[Pointing dataset items]
----

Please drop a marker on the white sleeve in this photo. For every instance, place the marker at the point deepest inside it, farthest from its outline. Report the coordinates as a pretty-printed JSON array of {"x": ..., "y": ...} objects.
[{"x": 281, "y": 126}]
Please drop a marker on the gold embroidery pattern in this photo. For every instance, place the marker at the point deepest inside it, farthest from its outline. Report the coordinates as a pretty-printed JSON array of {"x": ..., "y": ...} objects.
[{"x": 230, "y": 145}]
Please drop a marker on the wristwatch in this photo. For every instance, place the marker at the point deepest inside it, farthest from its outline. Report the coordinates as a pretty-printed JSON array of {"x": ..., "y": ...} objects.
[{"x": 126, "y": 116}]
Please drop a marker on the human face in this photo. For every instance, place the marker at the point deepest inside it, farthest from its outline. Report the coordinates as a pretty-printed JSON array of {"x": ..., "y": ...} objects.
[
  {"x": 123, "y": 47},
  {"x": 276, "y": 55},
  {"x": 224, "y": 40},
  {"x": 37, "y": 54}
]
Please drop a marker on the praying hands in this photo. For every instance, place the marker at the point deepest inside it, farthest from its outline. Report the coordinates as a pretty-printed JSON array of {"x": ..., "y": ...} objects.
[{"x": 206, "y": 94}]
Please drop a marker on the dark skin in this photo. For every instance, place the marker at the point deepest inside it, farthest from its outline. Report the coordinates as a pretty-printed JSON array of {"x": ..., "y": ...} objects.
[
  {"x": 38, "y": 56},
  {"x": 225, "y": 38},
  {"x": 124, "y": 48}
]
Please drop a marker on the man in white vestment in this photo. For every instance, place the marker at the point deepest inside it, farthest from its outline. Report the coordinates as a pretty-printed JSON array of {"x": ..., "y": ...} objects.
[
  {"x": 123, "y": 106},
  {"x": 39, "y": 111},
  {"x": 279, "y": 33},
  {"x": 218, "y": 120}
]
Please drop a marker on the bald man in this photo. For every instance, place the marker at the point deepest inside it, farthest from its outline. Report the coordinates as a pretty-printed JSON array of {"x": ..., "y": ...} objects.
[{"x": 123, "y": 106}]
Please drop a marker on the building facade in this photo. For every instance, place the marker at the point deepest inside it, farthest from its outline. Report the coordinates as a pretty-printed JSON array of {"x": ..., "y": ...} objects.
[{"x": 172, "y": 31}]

----

[Challenge]
Return all of the items above word for word, with no changes.

[Worked solution]
Please drop a marker on the white sleeve in this photo. For every instance, place the marker at the point deepest inside it, farthest from its outline. Report the coordinates as a pretty-printed JSON array of {"x": ..., "y": ...} objects.
[{"x": 281, "y": 126}]
Please drop a marker on the gold embroidery pattern in this photo. For every instance, place the marker at the point deepest inside it, farthest from its outline. Report the coordinates as a pretty-printed JSON array of {"x": ..., "y": ...} objects.
[{"x": 230, "y": 145}]
Please drop a marker on the wristwatch in this photo. For every instance, place the marker at the point deepest inside it, farthest from its outline. Report the coordinates as a pretty-printed JSON array of {"x": ..., "y": ...} objects.
[{"x": 126, "y": 116}]
Please drop a marker on the human face in this photo. For every instance, place the marker at the point deepest inside it, farthest from its outline. Report the coordinates as a pretty-printed JSON array of {"x": ..., "y": ...} objects.
[
  {"x": 123, "y": 47},
  {"x": 276, "y": 55},
  {"x": 224, "y": 40},
  {"x": 37, "y": 54}
]
Please drop a marker on the praying hands in this photo. For every instance, place the marker at the point deepest inside it, farthest from its outline. Report the coordinates as a pretty-printed JSON array of {"x": ..., "y": ...} objects.
[{"x": 206, "y": 94}]
Please drop a marker on the dark skin in this photo. For every instance, place the marker at the point deepest inside it, farthest from its outline. Report the coordinates as a pretty-printed JSON array of {"x": ..., "y": ...} objects.
[
  {"x": 38, "y": 56},
  {"x": 225, "y": 38},
  {"x": 124, "y": 48}
]
Please drop a marker on the man in white vestment in this photo. For every instance, place the marker at the point deepest inside it, farthest from its outline. Report the coordinates as a pretty-printed JSON array of {"x": ..., "y": ...} objects.
[
  {"x": 123, "y": 106},
  {"x": 39, "y": 111},
  {"x": 279, "y": 33},
  {"x": 218, "y": 120}
]
Please drop a marker on the bald man in this photo. For every instance, place the marker at the point deepest inside it, farthest from its outline. Report the coordinates as a pretty-printed JSON array of {"x": ..., "y": ...} objects.
[{"x": 123, "y": 106}]
Please drop a marker on the building facade in this photo. For every instance, place the marker at the point deepest inside it, farthest from its outline. Report the coordinates as a pretty-printed JSON array of {"x": ..., "y": ...} objects.
[{"x": 172, "y": 31}]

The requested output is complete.